All of the data must be printed exactly; please include every line.

■ **DATA**:
····················

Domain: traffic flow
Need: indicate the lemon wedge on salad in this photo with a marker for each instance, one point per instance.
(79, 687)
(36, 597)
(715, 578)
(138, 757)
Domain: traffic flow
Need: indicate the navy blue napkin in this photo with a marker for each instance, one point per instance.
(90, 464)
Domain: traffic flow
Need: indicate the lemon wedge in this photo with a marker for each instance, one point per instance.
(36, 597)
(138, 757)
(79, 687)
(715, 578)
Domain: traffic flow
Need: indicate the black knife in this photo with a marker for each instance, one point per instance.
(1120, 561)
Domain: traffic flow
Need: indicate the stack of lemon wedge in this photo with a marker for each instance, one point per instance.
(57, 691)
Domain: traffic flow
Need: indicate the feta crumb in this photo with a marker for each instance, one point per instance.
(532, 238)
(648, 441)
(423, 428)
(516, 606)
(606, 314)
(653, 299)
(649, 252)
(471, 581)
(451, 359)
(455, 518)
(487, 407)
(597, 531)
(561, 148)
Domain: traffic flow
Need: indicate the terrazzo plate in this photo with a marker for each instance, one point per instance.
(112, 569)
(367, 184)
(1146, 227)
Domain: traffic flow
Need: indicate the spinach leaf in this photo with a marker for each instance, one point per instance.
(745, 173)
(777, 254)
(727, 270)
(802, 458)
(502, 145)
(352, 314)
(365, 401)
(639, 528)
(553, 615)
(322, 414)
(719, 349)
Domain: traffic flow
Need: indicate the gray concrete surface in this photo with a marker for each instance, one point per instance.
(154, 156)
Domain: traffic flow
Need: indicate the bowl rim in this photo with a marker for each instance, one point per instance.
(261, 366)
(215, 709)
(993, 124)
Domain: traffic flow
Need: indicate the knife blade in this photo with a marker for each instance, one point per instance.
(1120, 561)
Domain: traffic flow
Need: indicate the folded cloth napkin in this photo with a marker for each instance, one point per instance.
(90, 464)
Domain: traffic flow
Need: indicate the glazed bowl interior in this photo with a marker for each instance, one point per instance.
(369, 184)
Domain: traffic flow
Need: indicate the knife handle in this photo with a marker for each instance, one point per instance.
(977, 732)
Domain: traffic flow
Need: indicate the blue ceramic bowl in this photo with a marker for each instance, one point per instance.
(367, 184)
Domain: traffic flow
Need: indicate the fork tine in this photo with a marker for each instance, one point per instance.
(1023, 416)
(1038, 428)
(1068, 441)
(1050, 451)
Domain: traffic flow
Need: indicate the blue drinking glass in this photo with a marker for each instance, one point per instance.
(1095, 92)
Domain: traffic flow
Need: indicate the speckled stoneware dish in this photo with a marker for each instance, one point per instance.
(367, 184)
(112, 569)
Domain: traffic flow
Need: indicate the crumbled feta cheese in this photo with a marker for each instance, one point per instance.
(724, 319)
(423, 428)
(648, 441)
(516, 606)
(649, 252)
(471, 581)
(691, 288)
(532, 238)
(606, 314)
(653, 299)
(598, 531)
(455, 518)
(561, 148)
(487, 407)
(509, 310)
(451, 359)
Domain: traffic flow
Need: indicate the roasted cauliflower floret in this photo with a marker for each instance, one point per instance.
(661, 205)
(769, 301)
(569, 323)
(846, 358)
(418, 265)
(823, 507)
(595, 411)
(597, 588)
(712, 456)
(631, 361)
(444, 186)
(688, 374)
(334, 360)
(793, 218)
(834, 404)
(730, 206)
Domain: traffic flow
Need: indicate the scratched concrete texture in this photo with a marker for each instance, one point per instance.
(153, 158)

····················

■ **CORRECT ANSWER**:
Domain: traffic flow
Need: indicate the lemon wedge on salad in this photo with a marker for each instance, one point per instance.
(79, 687)
(36, 597)
(715, 578)
(138, 757)
Domain: traffic flow
Need: indicate the navy blue napkin in this photo with a marker for each instance, one point per instance.
(90, 464)
Domain: traffic flow
Need: indicate the lemon wedge in this photo with a marker for each instance, one point per instance.
(36, 597)
(138, 757)
(79, 687)
(715, 578)
Domain: traffic flow
Need: indicate the black knife in this photo with a marker for each instance, one point per instance.
(1120, 561)
Domain: traffic flow
Need: indicate the stack of lemon wedge in this photo with a marker for each instance, one point per instance.
(57, 691)
Domain: traffic flow
Need: indicate the feta crumb in this photo with a marker for each instance, one point per instance.
(532, 238)
(648, 441)
(423, 428)
(516, 606)
(606, 314)
(653, 299)
(649, 252)
(471, 581)
(451, 359)
(455, 518)
(487, 407)
(597, 531)
(561, 148)
Domain: traffic flow
Need: indicate the terrazzo plate in this photo with a marker for each instance, one point per instance.
(112, 569)
(367, 184)
(1146, 227)
Domain: traffic flow
Need: indicate the spinach leaf in this photo with a marker for each instance, one point per instance.
(745, 173)
(777, 254)
(727, 270)
(802, 458)
(502, 145)
(352, 314)
(365, 401)
(639, 528)
(553, 615)
(322, 414)
(719, 349)
Domain: traffic flow
Need: indicate the gray concrete surface in this photo with a marker for each instance, one point per instance.
(154, 156)
Domain: traffic flow
Need: indicate the bowl rim in this photo with a marker for each instance, one point per instance.
(261, 366)
(215, 709)
(993, 124)
Domain: traffic flow
Need: indicate the knife blade in this photo with a marker for each instance, one point per instance.
(1120, 561)
Domain: traffic flow
Need: indicate the folded cloth napkin in this photo with a marker for each instance, one point per instance.
(90, 464)
Domain: traffic flow
Need: indicate the glazed bowl interior in this photo with a marker for each instance, one point per instance.
(369, 184)
Domain: traffic flow
Need: indicate the knife handle in this photo with a marker for each instance, one point per instance.
(977, 732)
Domain: traffic flow
Need: indicate the blue ceramic bowl in this photo with a marker for each instance, one point per instance.
(367, 184)
Domain: traffic flow
Need: indicate the fork tine in this photo with a marker for each instance, one point per instance.
(1023, 416)
(1038, 428)
(1068, 441)
(1050, 451)
Domain: traffic flow
Need: indicate the blue drinking glass in this photo with a marker for each instance, one point per instance.
(1095, 92)
Domain: traffic flow
Need: indicate the speckled stoneware dish in this photo with a marker for each instance, one point per instance.
(367, 184)
(112, 569)
Domain: traffic flow
Need: indicate the crumbled feta cheese in this photo with a marker for each instance, one point per instance.
(724, 319)
(423, 428)
(648, 441)
(516, 606)
(649, 252)
(471, 581)
(691, 288)
(532, 238)
(606, 314)
(653, 299)
(598, 531)
(455, 518)
(561, 148)
(487, 407)
(509, 310)
(451, 359)
Domain: traffic flow
Need: indicate the roasted cauliflower floret in this photo with a marker for each instance, one point per instance.
(661, 205)
(769, 301)
(569, 323)
(846, 358)
(418, 265)
(823, 507)
(595, 411)
(597, 588)
(712, 456)
(631, 361)
(444, 186)
(688, 374)
(334, 360)
(793, 218)
(834, 404)
(730, 206)
Domain: traffic flow
Need: indicate the scratched concrete texture in this photo with a marker for each instance, one point per instance.
(153, 158)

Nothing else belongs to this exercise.